**EXCERPTED PASSAGE:**

- Cover of the first tankōbon volume, featuring Carol Reed

王家の紋章 (Ōke no Monshō)
- Genre: Historical fantasy
- Written by: Chieko Hosokawa
- Published by: Akita Shoten
- Magazine: Princess
- Original run: September 6, 1976 – present
- Volumes: 70 (List of volumes)

Crest of the Royal Family – Illustration, Story & Video
- Directed by: Akio Miyake
- Produced by: Atsunori Yamaguchi
- Written by: Chieko Hosokawa and Fūmin
- Music by: Joe Hisaishi
- Studio: Toei Video (production), Toei Co., Ltd. (release)
- Released: March 1996
- Runtime: 40 minutes
- Episodes: 1

= Crest of the Royal Family =

Japanese manga series

Crest of the Royal Family (王家の紋章, Ōke no Monshō) is a Japanese shōjo manga written and illustrated by Chieko Hosokawa. It has run in the monthly magazine Princess since September 6, 1976. In 1991, it received the 36th Shogakukan Manga Award for shōjo. As of 2015, the collected volumes had sold 40 million copies in Japan, making it the fourth best-selling shōjo manga ever. With 70 volumes (as of September 2025), it is one of the longest-running manga series of all time. The manga has been adapted into 2 anime drama CD's released in 1990 by Pony Canyon (reprinted in 2004) and an anime OVA produced by Toei Animation. It was adapted into a stage musical in 2016.

== Story ==
The main character, Carol Reed, is a 16-year-old blonde-haired, blue-eyed American teenager from a wealthy family who has an interest in Egyptology and is studying in Cairo. When her mentor discovers the tomb of a young pharaoh, a curse is put on the excavation team and Carol. The curse sends her back in time to ancient Egypt, where she becomes embroiled in the affairs of Egypt and other ancient countries such as Assyria and Babylonia. Carol meets Memphis, a handsome young pharaoh whose tomb she excavated in modern times. Despite his headstrong, at first violent nature, they fall deeply in love. This angers Memphis's older half-sister, the Priestess Isis, who has longed to marry him. Carol, due to her exotic looks and curious ability to tell the future, becomes a major player in ancient history.

== Characters ==

=== Main characters ===
- Carol Reed (キャロル・リード, Kyaroru Rīdo)
Voiced by Keiko Han (OVA)/ Miyuki Sawashiro (Drama CD)
The heroine of the story—a blonde-haired, blue-eyed American teenager who studies archaeology in Cairo. When she got cursed, she was sent back 3000 years ago and meets the cruel but handsome Pharaoh, Memphis. Due to her vast knowledge of ancient Egyptian history, Carol is able to help Egypt through difficulties and because of that, the people of Egypt hail her as the Daughter of the Nile, Guardian of Egypt. Due to her beauty and intelligence, Carol is constantly surrounded by danger in the ancient world, since people either want to kill her or keep her for themselves.
- Memphis (メンフィス, Menfisu)

**AIM:**
In the article on Crest of the Royal Family, what award did the manga receive in 1991?

**MATERIAL SHOWN:**
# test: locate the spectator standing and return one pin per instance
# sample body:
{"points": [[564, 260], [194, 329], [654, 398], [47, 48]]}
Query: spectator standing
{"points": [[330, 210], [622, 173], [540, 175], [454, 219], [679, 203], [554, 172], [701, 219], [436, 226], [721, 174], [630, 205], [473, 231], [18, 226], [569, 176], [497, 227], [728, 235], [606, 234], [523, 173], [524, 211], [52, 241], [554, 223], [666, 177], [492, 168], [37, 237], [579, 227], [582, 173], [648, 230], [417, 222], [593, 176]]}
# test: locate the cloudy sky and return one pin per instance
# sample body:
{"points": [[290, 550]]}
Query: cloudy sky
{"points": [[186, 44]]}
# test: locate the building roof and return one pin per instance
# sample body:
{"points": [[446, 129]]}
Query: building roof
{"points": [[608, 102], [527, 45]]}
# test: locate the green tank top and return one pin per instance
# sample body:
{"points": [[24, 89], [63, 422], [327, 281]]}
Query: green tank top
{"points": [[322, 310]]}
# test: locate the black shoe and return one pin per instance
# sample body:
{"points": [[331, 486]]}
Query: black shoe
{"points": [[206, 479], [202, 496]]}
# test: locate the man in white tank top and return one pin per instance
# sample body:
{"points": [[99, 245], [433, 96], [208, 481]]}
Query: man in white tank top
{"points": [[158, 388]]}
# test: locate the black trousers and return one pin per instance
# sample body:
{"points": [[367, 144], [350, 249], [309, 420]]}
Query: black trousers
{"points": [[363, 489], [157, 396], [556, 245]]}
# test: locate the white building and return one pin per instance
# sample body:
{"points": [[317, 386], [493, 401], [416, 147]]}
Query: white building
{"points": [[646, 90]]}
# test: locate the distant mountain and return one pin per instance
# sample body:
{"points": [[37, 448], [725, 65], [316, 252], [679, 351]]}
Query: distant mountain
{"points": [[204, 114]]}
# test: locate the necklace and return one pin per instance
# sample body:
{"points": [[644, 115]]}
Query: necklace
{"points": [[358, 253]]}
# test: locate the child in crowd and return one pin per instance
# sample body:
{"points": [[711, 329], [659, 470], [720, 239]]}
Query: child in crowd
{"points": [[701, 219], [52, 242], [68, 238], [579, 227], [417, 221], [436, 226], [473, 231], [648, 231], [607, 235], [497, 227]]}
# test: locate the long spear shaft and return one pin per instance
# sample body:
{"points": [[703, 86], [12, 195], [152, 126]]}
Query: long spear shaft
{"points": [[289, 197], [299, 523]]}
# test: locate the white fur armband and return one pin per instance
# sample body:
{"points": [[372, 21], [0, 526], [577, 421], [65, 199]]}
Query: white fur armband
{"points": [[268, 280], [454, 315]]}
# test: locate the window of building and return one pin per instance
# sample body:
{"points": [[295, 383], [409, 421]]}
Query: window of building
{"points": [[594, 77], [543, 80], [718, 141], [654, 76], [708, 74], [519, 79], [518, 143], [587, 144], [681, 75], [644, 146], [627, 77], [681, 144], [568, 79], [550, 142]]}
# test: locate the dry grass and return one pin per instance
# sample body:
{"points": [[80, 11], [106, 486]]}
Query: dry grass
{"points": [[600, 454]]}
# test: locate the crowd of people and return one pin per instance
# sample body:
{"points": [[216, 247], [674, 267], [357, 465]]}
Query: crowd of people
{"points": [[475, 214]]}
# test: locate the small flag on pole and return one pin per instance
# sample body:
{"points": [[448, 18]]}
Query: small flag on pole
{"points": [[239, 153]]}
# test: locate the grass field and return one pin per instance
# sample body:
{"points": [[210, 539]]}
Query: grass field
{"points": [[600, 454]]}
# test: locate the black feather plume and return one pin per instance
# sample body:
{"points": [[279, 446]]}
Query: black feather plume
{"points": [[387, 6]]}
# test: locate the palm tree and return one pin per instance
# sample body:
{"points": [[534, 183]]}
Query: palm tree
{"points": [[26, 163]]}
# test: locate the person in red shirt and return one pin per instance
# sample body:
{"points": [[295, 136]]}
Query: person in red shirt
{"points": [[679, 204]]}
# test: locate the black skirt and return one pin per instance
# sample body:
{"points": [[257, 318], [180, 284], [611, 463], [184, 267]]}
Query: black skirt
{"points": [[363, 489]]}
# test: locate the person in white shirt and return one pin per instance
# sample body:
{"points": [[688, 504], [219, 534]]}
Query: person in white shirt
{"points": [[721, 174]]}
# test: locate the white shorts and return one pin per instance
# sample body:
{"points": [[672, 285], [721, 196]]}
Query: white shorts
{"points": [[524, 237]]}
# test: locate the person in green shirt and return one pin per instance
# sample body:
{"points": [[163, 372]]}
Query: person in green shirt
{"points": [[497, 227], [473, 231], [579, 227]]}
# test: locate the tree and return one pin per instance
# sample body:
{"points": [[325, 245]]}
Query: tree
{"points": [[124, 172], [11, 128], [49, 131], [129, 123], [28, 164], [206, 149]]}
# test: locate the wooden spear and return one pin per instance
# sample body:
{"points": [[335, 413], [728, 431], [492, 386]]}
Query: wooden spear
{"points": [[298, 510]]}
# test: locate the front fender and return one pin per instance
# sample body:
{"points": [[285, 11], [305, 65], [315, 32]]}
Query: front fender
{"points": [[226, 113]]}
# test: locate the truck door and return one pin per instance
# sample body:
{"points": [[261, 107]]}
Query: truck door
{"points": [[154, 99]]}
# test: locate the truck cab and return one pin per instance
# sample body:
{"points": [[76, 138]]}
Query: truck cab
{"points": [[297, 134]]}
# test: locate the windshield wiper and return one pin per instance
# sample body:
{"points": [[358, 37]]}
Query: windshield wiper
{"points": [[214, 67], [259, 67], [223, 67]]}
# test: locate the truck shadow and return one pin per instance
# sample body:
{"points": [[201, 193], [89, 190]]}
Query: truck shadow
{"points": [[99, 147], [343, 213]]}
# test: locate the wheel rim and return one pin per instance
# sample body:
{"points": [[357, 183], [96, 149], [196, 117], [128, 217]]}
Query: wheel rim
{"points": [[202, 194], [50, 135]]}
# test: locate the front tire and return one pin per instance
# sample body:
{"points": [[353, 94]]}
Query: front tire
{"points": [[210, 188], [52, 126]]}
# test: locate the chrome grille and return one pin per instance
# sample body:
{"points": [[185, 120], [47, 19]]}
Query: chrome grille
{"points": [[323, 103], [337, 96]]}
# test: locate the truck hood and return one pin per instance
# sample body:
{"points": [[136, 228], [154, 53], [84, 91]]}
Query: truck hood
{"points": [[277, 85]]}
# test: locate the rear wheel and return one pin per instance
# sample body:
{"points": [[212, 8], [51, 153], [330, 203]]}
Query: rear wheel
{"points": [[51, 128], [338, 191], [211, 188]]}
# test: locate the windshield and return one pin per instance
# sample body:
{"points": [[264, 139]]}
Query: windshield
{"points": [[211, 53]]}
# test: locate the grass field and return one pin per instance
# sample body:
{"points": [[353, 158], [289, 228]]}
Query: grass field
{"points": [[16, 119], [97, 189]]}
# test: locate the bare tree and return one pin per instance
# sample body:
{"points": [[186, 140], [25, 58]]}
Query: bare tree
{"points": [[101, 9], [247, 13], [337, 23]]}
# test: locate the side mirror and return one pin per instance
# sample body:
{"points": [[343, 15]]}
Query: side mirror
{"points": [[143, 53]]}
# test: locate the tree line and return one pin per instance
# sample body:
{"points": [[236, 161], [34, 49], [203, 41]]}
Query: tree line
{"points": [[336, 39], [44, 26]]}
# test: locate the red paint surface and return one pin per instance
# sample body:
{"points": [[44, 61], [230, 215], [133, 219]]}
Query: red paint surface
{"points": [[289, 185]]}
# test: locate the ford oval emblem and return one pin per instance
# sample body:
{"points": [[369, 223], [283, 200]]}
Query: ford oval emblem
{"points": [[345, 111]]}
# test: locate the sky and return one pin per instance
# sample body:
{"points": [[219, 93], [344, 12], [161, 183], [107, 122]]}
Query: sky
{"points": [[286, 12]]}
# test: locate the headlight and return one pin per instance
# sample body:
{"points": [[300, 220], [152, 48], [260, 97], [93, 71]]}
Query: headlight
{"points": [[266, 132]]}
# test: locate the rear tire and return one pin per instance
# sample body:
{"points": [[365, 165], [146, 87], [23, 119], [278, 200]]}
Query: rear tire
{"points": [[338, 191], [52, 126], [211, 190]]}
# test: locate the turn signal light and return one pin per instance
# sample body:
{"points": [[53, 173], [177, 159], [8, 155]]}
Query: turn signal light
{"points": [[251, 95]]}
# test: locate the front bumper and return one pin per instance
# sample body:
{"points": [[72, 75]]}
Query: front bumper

**RESPONSE FOR THIS EXERCISE:**
It received the 36th Shogakukan Manga Award for shōjo.